== SOURCE EXCERPT ==

The problem raised by the trial of Nigel Evans was not simply the readiness of the CPS to target a well-known MP. It is the crusading zeal with which the criminal-justice system promotes its project of criminalising the everyday confusions and troubles of sexual encounters. As we noted, one of the alleged victims indicated that he did not want Evans charged for what he characterised as a ‘drunken misunderstanding’. What this alleged victim did not realise is that in the new world of sexually correct moral regulation there is no room for misunderstanding. As our moral crusaders explain, a ‘drunken misunderstanding’ does not excuse you from being charged with whatever sex-crime excites their imagination.

===
== INFORMATION GIVEN ==

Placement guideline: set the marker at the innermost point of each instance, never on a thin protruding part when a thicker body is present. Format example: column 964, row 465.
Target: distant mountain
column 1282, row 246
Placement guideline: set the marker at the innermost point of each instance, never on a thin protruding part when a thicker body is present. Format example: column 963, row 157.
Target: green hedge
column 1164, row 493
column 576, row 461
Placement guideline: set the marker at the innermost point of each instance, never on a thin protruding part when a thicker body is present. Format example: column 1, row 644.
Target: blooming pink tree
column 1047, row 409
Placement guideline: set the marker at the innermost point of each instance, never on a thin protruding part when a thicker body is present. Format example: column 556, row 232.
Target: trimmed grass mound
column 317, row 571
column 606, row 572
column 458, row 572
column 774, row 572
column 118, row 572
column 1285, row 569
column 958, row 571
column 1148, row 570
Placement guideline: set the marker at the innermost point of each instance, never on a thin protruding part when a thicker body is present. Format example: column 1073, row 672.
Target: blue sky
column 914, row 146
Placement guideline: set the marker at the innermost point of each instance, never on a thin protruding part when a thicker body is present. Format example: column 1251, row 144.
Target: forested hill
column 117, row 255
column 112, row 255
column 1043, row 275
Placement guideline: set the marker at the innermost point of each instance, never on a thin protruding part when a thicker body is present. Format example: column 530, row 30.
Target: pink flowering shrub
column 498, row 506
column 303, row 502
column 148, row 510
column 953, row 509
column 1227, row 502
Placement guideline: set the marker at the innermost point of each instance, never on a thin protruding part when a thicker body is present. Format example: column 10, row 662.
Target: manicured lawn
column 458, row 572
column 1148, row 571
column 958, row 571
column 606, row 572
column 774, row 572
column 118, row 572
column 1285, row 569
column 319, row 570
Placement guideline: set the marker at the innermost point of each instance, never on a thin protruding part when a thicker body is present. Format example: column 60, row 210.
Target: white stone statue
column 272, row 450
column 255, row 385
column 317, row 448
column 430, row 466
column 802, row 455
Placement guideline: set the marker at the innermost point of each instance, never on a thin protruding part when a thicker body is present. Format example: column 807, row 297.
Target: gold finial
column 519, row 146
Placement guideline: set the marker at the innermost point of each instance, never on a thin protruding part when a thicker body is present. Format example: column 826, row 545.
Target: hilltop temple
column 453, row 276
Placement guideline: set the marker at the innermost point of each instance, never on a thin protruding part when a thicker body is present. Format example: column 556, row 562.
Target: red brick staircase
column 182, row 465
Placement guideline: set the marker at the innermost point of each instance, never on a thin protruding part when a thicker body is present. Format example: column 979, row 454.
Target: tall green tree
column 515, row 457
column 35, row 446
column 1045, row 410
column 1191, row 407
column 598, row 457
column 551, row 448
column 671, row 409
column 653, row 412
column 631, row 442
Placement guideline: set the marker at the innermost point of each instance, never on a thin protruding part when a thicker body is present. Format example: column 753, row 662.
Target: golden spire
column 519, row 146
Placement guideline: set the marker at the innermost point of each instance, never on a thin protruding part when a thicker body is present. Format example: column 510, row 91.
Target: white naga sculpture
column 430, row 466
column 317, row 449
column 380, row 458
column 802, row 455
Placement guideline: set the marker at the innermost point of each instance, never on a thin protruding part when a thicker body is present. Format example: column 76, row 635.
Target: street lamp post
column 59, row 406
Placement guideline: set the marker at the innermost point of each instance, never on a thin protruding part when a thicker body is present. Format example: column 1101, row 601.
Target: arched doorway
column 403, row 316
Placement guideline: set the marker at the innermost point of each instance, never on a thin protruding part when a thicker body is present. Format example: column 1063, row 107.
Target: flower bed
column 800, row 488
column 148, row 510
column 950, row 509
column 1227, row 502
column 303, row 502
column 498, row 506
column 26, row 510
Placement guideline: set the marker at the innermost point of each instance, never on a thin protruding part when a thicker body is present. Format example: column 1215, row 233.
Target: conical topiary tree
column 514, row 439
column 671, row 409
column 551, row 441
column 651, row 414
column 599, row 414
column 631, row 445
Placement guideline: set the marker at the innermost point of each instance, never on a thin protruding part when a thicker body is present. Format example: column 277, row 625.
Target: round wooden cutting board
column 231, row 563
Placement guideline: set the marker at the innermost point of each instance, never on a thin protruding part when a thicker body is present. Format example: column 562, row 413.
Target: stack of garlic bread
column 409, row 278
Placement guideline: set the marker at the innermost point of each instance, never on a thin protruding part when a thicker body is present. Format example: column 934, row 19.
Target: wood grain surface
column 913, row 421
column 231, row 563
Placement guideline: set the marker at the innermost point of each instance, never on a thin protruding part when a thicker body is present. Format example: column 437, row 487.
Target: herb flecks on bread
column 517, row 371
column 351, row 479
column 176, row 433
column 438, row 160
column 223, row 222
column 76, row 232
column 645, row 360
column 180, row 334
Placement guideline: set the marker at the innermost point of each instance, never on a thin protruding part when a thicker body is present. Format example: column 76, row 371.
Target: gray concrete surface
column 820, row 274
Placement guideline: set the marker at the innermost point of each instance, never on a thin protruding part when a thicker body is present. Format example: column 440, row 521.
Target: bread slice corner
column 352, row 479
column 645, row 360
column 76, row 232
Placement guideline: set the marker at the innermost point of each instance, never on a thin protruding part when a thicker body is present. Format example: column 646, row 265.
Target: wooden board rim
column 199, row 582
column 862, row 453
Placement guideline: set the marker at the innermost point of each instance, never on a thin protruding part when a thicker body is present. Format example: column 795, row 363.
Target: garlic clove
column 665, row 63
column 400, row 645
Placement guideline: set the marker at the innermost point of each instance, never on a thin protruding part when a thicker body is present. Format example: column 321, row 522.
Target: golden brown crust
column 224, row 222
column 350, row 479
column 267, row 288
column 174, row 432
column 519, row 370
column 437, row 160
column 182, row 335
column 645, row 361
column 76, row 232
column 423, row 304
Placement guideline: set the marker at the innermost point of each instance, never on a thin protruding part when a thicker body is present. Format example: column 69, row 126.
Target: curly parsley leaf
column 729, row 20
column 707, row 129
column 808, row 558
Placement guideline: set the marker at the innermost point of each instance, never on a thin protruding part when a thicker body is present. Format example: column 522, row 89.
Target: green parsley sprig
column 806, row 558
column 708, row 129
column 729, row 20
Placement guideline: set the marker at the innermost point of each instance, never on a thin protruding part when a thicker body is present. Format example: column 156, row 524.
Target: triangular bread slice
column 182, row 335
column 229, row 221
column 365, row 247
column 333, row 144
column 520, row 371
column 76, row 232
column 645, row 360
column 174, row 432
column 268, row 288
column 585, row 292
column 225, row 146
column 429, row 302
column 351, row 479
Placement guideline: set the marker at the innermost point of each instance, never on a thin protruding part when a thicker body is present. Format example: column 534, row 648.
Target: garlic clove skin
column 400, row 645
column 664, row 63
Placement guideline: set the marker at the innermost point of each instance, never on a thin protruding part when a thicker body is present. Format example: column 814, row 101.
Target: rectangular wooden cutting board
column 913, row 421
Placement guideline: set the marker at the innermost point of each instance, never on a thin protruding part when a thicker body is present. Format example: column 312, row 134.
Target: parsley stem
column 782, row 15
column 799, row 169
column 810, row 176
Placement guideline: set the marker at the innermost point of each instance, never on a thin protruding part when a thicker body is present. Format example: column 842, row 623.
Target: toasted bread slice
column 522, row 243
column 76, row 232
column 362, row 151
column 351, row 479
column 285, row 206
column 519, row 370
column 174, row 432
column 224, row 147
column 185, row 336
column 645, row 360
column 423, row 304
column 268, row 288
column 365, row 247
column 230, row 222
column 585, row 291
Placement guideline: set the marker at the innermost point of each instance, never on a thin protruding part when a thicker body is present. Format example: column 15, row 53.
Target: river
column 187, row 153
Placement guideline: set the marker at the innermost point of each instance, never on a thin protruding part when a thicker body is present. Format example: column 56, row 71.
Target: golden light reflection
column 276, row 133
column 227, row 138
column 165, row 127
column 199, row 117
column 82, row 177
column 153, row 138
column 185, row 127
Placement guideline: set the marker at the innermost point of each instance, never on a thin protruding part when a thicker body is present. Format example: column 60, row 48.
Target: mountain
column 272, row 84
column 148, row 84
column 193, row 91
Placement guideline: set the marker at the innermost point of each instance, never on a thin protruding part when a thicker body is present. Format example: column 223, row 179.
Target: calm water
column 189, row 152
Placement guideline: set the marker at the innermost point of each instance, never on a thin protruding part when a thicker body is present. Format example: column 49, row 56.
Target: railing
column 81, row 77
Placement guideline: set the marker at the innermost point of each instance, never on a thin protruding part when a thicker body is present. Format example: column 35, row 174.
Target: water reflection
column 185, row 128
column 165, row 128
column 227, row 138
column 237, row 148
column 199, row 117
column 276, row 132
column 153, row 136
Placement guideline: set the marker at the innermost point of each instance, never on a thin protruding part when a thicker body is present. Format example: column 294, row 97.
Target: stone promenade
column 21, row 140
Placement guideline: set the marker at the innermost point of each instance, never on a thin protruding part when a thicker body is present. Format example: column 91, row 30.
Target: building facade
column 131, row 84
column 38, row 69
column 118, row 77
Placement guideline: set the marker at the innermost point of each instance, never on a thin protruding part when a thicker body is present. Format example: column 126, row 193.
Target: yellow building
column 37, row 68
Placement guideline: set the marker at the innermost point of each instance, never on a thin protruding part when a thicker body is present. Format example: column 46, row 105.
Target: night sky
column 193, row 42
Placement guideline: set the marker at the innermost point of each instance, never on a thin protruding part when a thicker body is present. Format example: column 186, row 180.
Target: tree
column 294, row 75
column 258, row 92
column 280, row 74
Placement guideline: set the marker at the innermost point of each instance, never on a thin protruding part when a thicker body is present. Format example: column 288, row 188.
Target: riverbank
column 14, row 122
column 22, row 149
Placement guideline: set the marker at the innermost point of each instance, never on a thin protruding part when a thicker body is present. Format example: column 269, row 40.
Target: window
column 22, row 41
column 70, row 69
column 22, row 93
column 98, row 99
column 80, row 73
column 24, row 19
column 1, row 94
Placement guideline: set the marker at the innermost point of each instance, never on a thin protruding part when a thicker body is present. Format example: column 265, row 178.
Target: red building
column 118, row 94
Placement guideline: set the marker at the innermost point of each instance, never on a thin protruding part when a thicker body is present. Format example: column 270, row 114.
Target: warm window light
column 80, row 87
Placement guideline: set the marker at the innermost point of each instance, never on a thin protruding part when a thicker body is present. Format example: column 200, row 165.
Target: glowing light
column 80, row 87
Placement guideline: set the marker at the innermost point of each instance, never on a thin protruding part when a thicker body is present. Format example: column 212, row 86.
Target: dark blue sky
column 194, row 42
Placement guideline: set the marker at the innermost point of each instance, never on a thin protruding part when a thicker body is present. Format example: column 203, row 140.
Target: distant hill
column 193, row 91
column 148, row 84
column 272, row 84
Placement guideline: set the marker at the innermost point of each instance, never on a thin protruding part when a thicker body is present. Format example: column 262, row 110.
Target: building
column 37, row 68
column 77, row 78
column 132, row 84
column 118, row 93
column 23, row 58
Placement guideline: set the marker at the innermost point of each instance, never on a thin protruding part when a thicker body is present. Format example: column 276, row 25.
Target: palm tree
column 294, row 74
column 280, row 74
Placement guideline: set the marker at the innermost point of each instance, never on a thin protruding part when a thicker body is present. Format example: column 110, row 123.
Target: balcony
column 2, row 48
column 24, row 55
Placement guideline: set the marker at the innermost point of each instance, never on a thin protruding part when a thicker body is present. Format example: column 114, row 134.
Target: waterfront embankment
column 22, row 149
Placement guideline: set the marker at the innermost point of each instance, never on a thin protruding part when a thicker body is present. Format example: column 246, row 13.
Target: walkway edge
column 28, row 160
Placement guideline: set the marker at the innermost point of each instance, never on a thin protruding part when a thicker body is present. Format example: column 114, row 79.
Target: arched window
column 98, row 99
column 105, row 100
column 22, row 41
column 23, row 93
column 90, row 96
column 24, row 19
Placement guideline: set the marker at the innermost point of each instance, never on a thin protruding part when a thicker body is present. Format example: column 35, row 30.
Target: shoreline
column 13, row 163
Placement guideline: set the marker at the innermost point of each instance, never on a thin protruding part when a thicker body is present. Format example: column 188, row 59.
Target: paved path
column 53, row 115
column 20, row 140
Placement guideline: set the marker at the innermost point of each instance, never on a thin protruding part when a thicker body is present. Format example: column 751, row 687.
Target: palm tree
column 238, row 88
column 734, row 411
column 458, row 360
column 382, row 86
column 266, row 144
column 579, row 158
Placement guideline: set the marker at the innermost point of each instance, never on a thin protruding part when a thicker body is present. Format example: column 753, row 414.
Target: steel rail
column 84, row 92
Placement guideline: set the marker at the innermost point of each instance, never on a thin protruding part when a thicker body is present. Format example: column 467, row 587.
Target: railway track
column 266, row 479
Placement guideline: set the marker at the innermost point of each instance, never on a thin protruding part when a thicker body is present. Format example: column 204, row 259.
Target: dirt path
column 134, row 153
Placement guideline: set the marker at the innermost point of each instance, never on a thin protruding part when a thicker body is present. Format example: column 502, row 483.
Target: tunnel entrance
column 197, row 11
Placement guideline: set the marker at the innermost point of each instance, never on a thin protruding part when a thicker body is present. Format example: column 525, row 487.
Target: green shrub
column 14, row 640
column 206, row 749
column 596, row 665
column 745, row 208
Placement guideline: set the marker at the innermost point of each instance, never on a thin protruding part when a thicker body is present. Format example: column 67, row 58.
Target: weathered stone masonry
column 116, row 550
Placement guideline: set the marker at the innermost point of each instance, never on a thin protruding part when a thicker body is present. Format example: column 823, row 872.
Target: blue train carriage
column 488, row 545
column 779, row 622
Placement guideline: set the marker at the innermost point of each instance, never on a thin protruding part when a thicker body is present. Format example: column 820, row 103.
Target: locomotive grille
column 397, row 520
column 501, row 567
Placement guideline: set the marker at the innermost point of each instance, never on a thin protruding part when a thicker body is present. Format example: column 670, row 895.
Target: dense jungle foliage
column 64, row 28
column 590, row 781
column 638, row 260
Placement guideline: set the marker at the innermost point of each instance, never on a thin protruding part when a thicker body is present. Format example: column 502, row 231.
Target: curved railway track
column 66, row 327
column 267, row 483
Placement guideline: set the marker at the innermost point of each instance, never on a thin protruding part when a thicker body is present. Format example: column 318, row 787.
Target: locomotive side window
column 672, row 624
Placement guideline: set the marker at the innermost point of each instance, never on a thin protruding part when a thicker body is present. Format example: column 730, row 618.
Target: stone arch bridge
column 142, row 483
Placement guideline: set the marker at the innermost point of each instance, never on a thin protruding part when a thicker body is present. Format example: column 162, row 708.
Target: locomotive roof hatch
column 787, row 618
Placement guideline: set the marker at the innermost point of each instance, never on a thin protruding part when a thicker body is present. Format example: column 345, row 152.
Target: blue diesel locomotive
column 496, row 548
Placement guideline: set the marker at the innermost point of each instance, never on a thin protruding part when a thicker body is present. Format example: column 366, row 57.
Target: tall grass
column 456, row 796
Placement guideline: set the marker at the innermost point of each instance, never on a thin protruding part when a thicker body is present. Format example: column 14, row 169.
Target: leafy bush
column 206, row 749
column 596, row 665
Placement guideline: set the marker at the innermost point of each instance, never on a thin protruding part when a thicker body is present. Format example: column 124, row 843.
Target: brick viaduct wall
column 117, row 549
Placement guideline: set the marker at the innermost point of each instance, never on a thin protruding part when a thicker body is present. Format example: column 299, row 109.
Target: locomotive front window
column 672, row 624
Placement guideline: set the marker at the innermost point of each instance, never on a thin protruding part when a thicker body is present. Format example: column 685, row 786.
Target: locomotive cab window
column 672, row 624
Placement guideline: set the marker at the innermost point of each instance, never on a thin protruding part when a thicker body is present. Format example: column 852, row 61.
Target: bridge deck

===

SET EXERCISE A:
In the text about the Nigel Evans trial, what did one of the alleged victims call the incident?
SET EXERCISE B:
Output the passage from the Nigel Evans trial text that begins at the words "The problem raised" and stops after the words "excites their imagination.".
The records come from a different source than the text.

CORRECT RESPONSE A:
He called it a ‘drunken misunderstanding’.

CORRECT RESPONSE B:
The problem raised by the trial of Nigel Evans was not simply the readiness of the CPS to target a well-known MP. It is the crusading zeal with which the criminal-justice system promotes its project of criminalising the everyday confusions and troubles of sexual encounters. As we noted, one of the alleged victims indicated that he did not want Evans charged for what he characterised as a ‘drunken misunderstanding’. What this alleged victim did not realise is that in the new world of sexually correct moral regulation there is no room for misunderstanding. As our moral crusaders explain, a ‘drunken misunderstanding’ does not excuse you from being charged with whatever sex-crime excites their imagination.